## Goal of the exercise
Write the lines from the beginning through the one containing "[[153, 171]]" as a JSON list of strings, one string per line, with blank lines and pictures left out.

## Task data
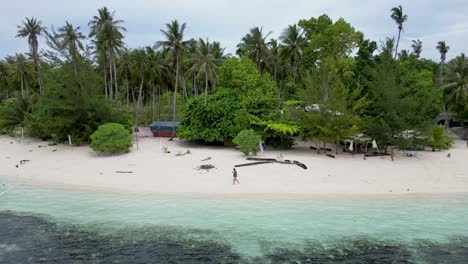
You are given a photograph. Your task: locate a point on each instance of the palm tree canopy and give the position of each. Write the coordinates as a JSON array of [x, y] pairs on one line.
[[104, 15], [292, 43], [31, 28], [443, 49], [417, 47], [254, 46], [71, 38], [204, 60], [398, 16]]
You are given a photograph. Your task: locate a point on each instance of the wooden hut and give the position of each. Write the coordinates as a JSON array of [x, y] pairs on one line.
[[164, 128]]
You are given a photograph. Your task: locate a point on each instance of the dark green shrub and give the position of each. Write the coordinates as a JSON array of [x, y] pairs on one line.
[[248, 141], [111, 138]]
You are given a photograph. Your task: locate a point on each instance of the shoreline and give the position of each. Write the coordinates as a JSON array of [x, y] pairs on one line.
[[153, 172]]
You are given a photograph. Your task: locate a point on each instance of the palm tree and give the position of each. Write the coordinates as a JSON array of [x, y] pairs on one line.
[[140, 67], [174, 43], [71, 40], [458, 76], [254, 46], [4, 73], [403, 55], [32, 29], [417, 48], [157, 70], [108, 41], [205, 63], [292, 43], [124, 66], [399, 18], [20, 71], [443, 49]]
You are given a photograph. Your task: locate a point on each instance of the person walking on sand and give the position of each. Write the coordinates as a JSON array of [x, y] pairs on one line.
[[234, 176]]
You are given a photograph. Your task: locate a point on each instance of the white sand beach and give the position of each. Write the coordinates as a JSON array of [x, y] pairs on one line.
[[153, 171]]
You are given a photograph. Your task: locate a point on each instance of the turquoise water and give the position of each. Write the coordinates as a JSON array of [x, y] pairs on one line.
[[216, 229]]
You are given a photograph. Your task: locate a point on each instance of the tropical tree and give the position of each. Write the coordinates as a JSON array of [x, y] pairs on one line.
[[293, 43], [205, 64], [32, 29], [417, 48], [20, 66], [157, 69], [399, 18], [71, 40], [443, 49], [4, 74], [457, 89], [253, 45], [107, 32], [174, 43]]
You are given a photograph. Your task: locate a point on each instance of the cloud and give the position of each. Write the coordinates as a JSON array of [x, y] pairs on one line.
[[227, 21]]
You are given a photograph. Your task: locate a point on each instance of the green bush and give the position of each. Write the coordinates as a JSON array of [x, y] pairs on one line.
[[111, 138], [438, 140], [248, 141]]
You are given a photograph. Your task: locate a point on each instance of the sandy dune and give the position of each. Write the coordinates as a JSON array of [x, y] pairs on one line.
[[156, 172]]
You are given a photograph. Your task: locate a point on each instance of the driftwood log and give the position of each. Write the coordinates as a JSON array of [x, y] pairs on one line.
[[258, 161]]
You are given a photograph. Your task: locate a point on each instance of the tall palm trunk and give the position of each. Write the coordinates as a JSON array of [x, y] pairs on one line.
[[115, 79], [441, 78], [22, 84], [105, 83], [152, 102], [111, 89], [184, 88], [137, 109], [195, 89], [128, 93], [398, 42], [168, 104], [174, 106], [159, 103], [37, 68]]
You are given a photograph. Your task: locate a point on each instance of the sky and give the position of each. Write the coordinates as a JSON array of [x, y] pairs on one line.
[[227, 21]]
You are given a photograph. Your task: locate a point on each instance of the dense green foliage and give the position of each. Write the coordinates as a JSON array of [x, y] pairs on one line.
[[111, 138], [248, 141], [13, 113], [243, 96], [320, 79], [438, 140]]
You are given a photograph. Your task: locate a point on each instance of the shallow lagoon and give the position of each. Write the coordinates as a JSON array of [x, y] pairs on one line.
[[56, 226]]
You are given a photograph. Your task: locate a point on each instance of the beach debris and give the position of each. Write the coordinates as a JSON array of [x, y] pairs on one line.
[[206, 167], [259, 161], [179, 154], [326, 149]]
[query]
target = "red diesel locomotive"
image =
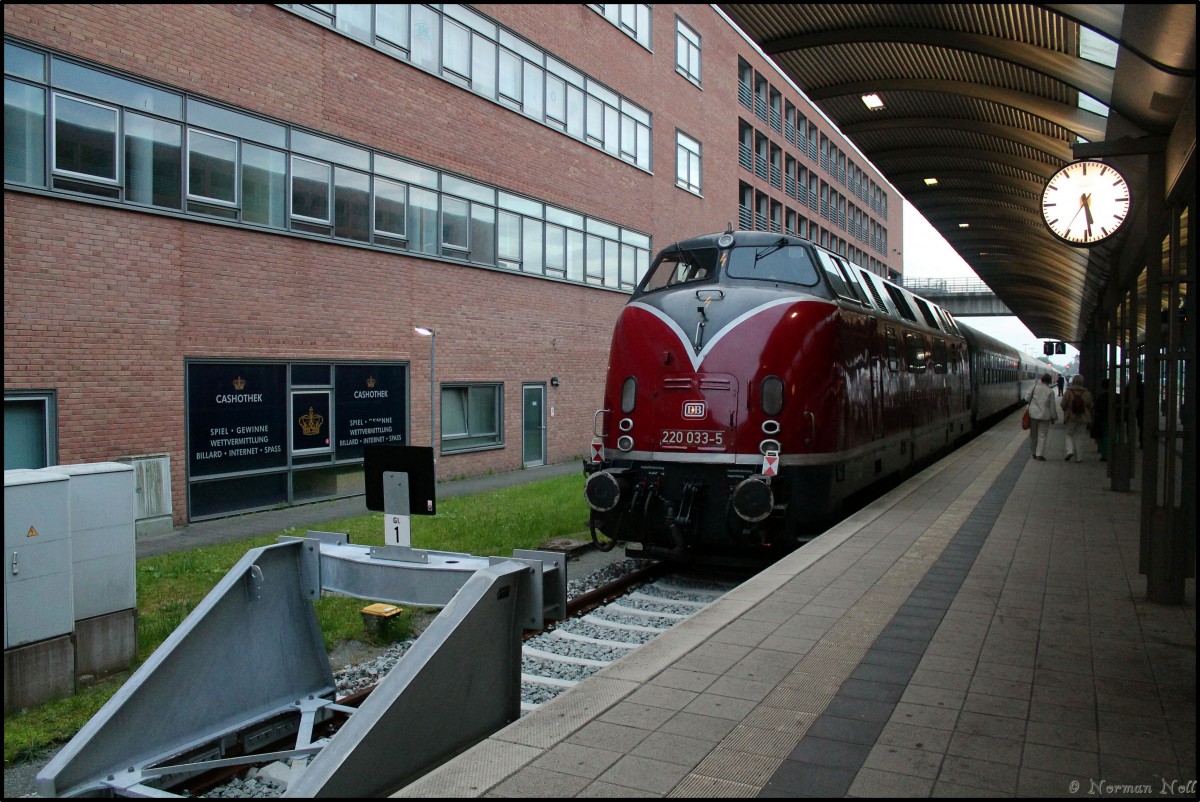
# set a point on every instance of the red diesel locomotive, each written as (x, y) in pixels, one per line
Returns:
(756, 381)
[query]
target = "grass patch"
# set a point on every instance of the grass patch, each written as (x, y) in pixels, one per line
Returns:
(171, 586)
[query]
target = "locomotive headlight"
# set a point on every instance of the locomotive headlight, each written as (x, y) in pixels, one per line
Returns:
(772, 395)
(628, 395)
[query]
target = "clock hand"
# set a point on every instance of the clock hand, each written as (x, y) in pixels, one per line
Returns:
(1074, 217)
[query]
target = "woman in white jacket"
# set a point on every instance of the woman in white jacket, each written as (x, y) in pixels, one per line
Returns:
(1043, 412)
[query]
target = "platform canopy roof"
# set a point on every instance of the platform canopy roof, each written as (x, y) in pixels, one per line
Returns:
(990, 100)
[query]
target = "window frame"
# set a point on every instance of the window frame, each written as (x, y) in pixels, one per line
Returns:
(688, 49)
(189, 196)
(447, 442)
(118, 162)
(694, 159)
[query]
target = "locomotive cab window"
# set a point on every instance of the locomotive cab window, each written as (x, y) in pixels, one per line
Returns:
(915, 352)
(835, 277)
(893, 352)
(900, 301)
(851, 279)
(939, 355)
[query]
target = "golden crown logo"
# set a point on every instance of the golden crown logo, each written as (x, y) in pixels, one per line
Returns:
(310, 424)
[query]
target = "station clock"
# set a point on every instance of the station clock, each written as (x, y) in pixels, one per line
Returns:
(1085, 203)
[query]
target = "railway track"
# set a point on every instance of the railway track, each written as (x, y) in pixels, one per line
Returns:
(606, 628)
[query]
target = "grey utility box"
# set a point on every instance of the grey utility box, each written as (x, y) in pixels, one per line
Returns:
(37, 585)
(103, 544)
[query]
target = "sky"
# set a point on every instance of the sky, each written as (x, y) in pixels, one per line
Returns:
(937, 259)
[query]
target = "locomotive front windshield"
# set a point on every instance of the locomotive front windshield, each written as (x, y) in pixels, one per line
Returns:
(679, 267)
(774, 262)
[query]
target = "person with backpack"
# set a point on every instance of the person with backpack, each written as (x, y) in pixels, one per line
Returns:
(1077, 404)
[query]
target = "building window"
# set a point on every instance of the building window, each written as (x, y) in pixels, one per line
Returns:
(687, 52)
(264, 179)
(211, 168)
(30, 429)
(466, 48)
(472, 417)
(687, 162)
(153, 173)
(631, 18)
(153, 148)
(310, 190)
(85, 139)
(24, 132)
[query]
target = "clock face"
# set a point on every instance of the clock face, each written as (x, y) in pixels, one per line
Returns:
(1085, 203)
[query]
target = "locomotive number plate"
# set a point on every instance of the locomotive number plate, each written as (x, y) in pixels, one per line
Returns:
(706, 438)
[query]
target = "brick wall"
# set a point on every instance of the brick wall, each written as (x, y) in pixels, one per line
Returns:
(105, 304)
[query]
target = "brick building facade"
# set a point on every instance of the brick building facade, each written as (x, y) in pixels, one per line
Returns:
(240, 193)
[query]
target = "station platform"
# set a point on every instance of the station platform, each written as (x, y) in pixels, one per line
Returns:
(981, 630)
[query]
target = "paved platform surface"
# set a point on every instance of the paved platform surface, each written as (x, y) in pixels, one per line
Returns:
(981, 630)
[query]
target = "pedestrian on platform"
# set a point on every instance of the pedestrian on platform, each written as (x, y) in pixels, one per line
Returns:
(1101, 420)
(1077, 405)
(1043, 412)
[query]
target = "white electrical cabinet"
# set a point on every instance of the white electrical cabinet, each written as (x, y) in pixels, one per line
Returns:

## Task solution
[
  "You are given a photograph. Your task: locate a point on each instance of the palm tree canopy and give the position of each. Write the coordinates as a JSON array of [x, y] pairs on one line.",
  "[[104, 15], [292, 43], [31, 28], [443, 49], [417, 47], [254, 46], [71, 38], [204, 60], [398, 16]]",
  "You are given a photograph. Your task: locate a point on each instance of the wooden hut and give the position of each. Write the coordinates as a JSON array of [x, y] pairs on one line.",
  "[[164, 128]]",
  "You are given a photograph. Your task: locate a point on each instance of the dark green shrub and give the position of each. Write the coordinates as a JSON array of [x, y] pairs on one line.",
  "[[248, 141], [111, 138]]",
  "You are given a photograph. Your task: locate a point on each instance of the shoreline and give the position of each. Write the coordinates as a JSON array of [x, y] pairs on one line.",
  "[[153, 172]]",
  "You are given a photograph. Your task: locate a point on each instance of the palm tree and give the position of each. Write the coordinates as a JSON array of [x, y] pairs on one line.",
  "[[140, 67], [174, 43], [71, 40], [458, 76], [254, 46], [4, 73], [403, 55], [32, 29], [417, 48], [157, 70], [108, 41], [205, 63], [292, 43], [124, 66], [399, 18], [20, 71], [443, 49]]",
  "You are given a photograph. Your task: locate a point on each instance of the person walking on sand and give the position of each. Write the coordinates as a JSON array of [x, y] pairs on one line.",
  "[[234, 176]]",
  "You are given a photograph. Your task: locate a point on each instance of the white sand beach and give the position of each. Write the coordinates as a JSON array of [x, y] pairs on one line.",
  "[[153, 171]]"
]